◆ **TASK STATEMENT**
Pull out each line of the rows below that contains the string "young". Count a line only if its upper and lower case match.

[Records of labeled points]
[Begin]
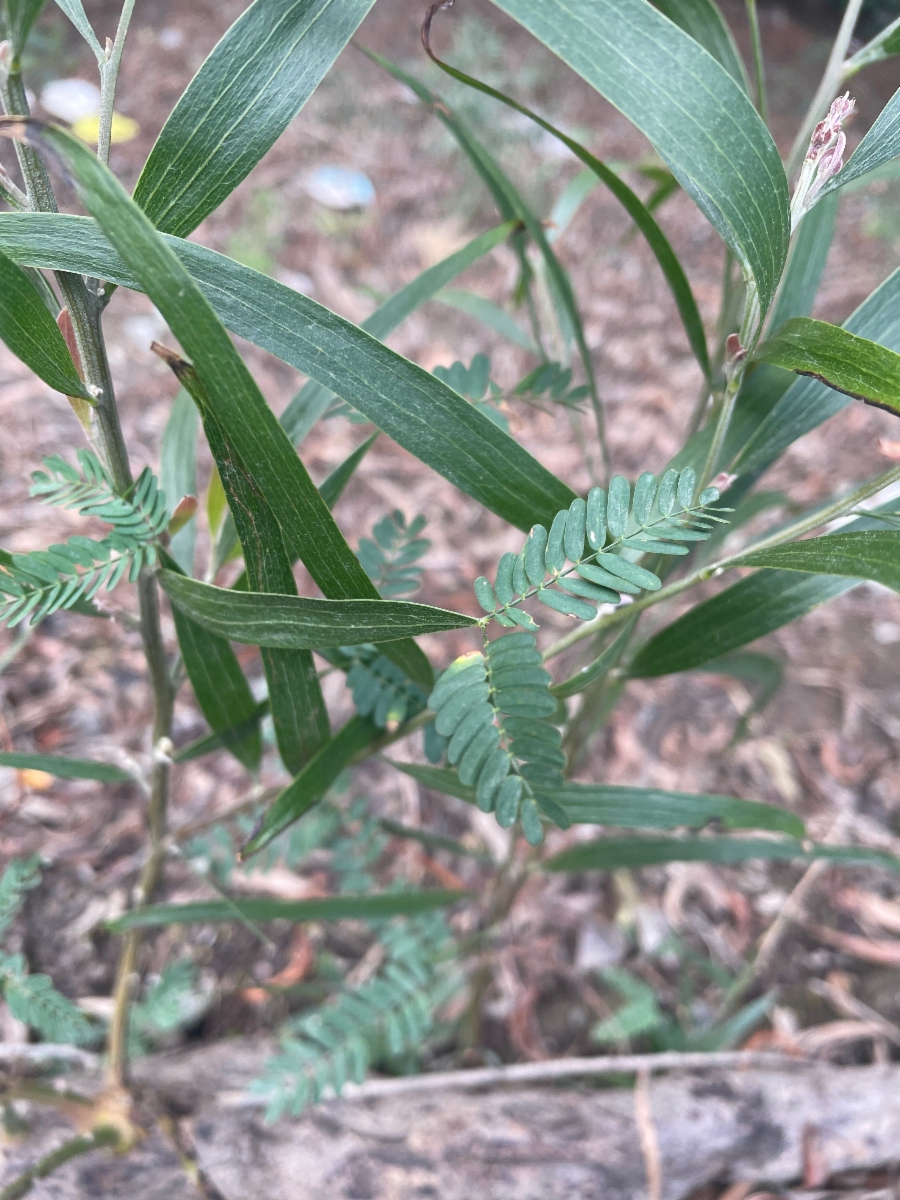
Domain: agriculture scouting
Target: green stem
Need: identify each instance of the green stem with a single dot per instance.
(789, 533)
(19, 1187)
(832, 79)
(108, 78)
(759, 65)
[End]
[Begin]
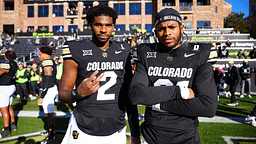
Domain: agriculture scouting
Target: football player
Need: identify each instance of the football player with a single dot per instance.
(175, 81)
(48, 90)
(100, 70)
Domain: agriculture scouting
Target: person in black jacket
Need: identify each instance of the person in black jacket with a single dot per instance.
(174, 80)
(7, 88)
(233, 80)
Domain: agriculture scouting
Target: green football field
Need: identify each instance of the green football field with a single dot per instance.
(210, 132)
[End]
[Begin]
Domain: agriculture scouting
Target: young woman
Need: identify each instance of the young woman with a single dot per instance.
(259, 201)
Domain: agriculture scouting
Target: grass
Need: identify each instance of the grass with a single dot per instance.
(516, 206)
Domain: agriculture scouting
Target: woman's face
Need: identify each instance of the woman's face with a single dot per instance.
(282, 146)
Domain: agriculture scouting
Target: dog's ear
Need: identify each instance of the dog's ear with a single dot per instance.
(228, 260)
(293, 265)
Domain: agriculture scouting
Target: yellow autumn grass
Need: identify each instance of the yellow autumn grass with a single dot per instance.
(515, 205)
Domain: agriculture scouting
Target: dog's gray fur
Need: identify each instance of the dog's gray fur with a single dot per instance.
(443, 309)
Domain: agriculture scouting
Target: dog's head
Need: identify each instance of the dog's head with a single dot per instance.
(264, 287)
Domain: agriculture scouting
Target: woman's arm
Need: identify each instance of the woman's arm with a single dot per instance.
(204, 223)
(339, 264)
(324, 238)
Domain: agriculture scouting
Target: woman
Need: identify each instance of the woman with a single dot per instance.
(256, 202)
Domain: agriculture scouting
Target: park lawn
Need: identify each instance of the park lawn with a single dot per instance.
[End]
◆ **OUTPUT BELOW**
Target: young woman
Need: identify each instance of the young woman with a single dot per instance.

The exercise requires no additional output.